--- START ---

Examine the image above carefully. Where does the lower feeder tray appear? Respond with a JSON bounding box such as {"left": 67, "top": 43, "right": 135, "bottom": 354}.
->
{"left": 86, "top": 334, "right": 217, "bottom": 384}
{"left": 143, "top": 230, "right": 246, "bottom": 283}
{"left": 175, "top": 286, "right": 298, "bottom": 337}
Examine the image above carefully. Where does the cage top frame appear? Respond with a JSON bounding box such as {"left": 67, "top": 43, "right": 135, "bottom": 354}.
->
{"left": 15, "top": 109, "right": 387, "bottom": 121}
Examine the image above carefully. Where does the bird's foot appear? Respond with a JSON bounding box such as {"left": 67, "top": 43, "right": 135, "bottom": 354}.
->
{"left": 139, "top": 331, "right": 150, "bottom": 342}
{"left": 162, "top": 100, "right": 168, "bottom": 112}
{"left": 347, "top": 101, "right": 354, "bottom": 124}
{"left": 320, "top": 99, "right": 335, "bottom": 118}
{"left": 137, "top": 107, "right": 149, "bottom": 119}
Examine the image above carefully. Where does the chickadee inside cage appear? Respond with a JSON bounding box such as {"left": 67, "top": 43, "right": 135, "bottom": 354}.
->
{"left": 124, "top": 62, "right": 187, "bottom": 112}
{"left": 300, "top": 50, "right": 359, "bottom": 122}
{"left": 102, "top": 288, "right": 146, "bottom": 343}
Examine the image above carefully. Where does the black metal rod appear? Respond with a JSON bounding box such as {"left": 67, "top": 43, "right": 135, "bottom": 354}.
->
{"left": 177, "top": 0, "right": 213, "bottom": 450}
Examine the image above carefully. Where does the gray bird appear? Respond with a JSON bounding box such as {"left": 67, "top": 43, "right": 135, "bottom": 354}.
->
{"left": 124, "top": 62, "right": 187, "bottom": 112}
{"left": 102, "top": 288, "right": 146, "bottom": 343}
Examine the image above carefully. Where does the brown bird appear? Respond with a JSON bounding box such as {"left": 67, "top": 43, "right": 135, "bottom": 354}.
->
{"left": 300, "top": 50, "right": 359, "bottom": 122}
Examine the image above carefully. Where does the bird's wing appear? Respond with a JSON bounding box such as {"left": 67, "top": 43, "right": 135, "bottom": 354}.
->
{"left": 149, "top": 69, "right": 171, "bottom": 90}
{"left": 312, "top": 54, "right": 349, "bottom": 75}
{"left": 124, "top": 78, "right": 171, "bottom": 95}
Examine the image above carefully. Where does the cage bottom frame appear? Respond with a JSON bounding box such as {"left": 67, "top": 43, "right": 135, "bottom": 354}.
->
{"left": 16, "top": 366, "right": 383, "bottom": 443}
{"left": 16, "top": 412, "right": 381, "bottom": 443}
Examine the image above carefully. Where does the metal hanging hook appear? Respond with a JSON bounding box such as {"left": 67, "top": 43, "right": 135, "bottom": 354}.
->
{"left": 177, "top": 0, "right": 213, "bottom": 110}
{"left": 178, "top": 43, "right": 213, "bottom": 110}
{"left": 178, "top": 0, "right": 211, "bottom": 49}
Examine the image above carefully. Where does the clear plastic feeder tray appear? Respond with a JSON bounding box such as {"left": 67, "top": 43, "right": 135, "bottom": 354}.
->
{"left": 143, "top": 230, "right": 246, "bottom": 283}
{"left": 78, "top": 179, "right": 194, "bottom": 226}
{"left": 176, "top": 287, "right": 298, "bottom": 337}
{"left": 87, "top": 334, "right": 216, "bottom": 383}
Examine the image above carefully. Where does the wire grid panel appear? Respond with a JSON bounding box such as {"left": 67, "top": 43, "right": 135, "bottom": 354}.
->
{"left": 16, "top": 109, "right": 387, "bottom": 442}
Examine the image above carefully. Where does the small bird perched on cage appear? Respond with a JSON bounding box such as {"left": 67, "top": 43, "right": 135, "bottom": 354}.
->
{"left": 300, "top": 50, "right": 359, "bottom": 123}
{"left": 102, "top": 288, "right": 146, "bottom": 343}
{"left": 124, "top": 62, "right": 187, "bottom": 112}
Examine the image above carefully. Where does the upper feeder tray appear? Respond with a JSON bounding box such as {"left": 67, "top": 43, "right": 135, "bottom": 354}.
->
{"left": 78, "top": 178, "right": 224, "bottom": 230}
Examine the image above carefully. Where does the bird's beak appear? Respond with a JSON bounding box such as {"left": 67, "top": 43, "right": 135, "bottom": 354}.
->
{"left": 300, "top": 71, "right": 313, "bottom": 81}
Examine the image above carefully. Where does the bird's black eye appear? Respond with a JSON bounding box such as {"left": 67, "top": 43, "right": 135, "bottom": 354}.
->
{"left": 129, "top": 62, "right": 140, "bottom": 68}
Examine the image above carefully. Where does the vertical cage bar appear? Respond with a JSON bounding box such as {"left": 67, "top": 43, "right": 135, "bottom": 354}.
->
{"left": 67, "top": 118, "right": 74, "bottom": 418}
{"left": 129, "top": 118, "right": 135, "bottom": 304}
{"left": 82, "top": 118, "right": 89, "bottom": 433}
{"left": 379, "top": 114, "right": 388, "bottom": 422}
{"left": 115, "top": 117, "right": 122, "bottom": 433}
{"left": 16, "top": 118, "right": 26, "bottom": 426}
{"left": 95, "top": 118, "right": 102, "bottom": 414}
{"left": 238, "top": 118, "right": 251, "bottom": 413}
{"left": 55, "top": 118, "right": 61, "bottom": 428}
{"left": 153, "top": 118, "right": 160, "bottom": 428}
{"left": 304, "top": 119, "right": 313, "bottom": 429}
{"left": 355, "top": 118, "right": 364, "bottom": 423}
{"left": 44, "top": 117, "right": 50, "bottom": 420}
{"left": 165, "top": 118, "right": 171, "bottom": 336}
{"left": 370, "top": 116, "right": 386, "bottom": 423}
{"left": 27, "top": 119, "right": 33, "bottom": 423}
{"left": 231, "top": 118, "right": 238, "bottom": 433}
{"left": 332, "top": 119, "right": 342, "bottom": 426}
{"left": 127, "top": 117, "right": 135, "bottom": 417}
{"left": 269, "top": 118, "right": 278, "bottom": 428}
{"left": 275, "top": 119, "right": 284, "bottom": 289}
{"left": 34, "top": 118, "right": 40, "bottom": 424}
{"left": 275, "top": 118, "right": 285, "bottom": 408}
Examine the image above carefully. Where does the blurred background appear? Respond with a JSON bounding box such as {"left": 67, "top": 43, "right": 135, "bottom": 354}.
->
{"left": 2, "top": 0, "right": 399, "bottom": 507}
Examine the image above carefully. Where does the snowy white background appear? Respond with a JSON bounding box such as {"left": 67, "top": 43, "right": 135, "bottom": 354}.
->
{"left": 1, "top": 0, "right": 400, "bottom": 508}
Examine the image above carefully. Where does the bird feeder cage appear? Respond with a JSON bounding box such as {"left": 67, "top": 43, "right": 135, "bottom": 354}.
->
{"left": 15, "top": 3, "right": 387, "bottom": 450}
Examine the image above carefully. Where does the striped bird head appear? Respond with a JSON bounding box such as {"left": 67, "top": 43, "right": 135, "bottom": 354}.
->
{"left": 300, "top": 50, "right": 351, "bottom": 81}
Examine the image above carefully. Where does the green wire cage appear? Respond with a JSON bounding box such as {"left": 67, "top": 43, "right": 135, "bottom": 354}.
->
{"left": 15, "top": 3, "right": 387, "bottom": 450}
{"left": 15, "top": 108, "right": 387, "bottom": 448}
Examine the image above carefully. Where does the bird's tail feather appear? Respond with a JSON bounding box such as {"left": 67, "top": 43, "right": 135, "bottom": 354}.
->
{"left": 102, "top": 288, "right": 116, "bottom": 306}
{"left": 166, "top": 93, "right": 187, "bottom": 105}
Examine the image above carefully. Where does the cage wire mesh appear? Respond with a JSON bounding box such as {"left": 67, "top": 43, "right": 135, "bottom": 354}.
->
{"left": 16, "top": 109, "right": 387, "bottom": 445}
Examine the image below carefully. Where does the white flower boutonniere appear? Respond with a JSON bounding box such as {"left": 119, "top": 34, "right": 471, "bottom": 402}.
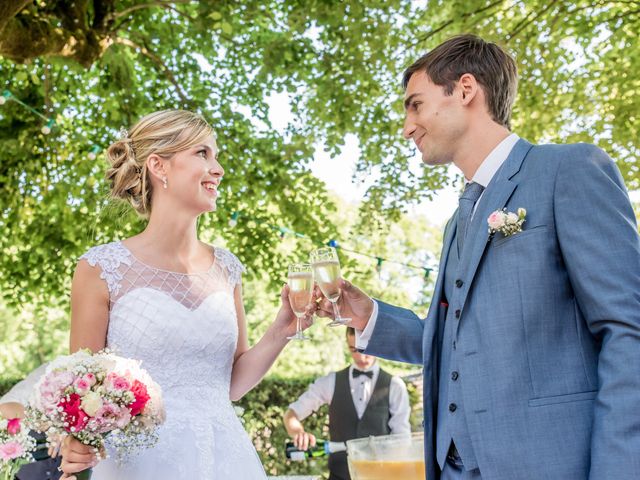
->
{"left": 487, "top": 208, "right": 527, "bottom": 237}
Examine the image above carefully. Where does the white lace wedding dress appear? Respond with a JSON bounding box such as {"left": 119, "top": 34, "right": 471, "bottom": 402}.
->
{"left": 79, "top": 241, "right": 267, "bottom": 479}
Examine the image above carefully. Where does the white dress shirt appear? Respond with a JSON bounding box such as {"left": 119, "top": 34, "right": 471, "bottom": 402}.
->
{"left": 0, "top": 363, "right": 48, "bottom": 404}
{"left": 356, "top": 133, "right": 520, "bottom": 350}
{"left": 288, "top": 362, "right": 411, "bottom": 434}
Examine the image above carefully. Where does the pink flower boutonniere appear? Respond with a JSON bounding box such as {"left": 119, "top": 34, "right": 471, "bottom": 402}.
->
{"left": 487, "top": 208, "right": 527, "bottom": 237}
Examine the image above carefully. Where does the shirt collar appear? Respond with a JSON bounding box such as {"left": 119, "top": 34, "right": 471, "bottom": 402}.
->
{"left": 471, "top": 133, "right": 520, "bottom": 188}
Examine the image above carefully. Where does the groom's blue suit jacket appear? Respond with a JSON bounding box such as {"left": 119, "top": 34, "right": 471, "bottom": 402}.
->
{"left": 366, "top": 139, "right": 640, "bottom": 479}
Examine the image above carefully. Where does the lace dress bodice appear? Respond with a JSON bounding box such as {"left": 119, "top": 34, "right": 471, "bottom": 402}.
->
{"left": 79, "top": 241, "right": 265, "bottom": 479}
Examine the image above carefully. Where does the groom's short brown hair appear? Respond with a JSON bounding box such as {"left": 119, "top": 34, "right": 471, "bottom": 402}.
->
{"left": 403, "top": 34, "right": 518, "bottom": 129}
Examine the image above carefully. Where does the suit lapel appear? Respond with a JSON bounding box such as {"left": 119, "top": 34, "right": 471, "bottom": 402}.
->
{"left": 458, "top": 139, "right": 534, "bottom": 308}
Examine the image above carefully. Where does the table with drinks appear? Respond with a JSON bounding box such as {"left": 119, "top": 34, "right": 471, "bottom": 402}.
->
{"left": 286, "top": 432, "right": 426, "bottom": 480}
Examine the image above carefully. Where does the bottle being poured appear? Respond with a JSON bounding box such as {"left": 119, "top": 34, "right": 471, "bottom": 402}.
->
{"left": 285, "top": 439, "right": 347, "bottom": 461}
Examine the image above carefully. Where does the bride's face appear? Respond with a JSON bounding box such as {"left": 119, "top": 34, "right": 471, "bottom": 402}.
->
{"left": 164, "top": 136, "right": 224, "bottom": 215}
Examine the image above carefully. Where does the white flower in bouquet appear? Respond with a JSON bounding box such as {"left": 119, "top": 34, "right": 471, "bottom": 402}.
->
{"left": 80, "top": 392, "right": 104, "bottom": 417}
{"left": 26, "top": 348, "right": 165, "bottom": 468}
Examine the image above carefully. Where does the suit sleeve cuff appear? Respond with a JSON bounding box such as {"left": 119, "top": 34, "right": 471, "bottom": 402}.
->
{"left": 355, "top": 299, "right": 378, "bottom": 351}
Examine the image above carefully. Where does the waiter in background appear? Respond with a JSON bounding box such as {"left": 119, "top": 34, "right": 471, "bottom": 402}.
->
{"left": 283, "top": 327, "right": 411, "bottom": 480}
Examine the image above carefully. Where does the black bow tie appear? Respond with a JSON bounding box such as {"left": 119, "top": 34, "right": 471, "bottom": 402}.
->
{"left": 352, "top": 369, "right": 373, "bottom": 379}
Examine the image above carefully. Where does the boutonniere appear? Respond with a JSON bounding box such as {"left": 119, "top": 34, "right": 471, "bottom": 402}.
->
{"left": 487, "top": 208, "right": 527, "bottom": 237}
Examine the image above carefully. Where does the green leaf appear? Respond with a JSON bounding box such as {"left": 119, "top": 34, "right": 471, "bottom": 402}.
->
{"left": 220, "top": 22, "right": 233, "bottom": 35}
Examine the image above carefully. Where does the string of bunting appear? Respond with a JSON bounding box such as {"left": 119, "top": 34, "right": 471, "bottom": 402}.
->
{"left": 229, "top": 212, "right": 435, "bottom": 280}
{"left": 1, "top": 90, "right": 55, "bottom": 134}
{"left": 1, "top": 90, "right": 436, "bottom": 281}
{"left": 1, "top": 89, "right": 114, "bottom": 158}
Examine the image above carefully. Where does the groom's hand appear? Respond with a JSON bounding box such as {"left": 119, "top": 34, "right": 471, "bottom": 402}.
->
{"left": 315, "top": 279, "right": 374, "bottom": 331}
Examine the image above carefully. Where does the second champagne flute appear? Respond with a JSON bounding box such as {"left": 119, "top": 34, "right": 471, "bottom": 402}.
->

--- END ---

WHAT TO WORK ON |
Check every line above for the string "boutonniere" and copy those that have it.

EXERCISE RESPONSE |
Examine the image below carefully. Where does the white flower boutonniere appear? Respond with a JSON bounding box such as {"left": 119, "top": 34, "right": 471, "bottom": 402}.
Examine the image above carefully. Where does the pink flower boutonniere appear? Respond with a JSON bounding box such as {"left": 119, "top": 34, "right": 471, "bottom": 402}.
Examine the image above carefully. Where does the boutonniere appear? Respond with a JSON bounding box such as {"left": 119, "top": 34, "right": 471, "bottom": 402}.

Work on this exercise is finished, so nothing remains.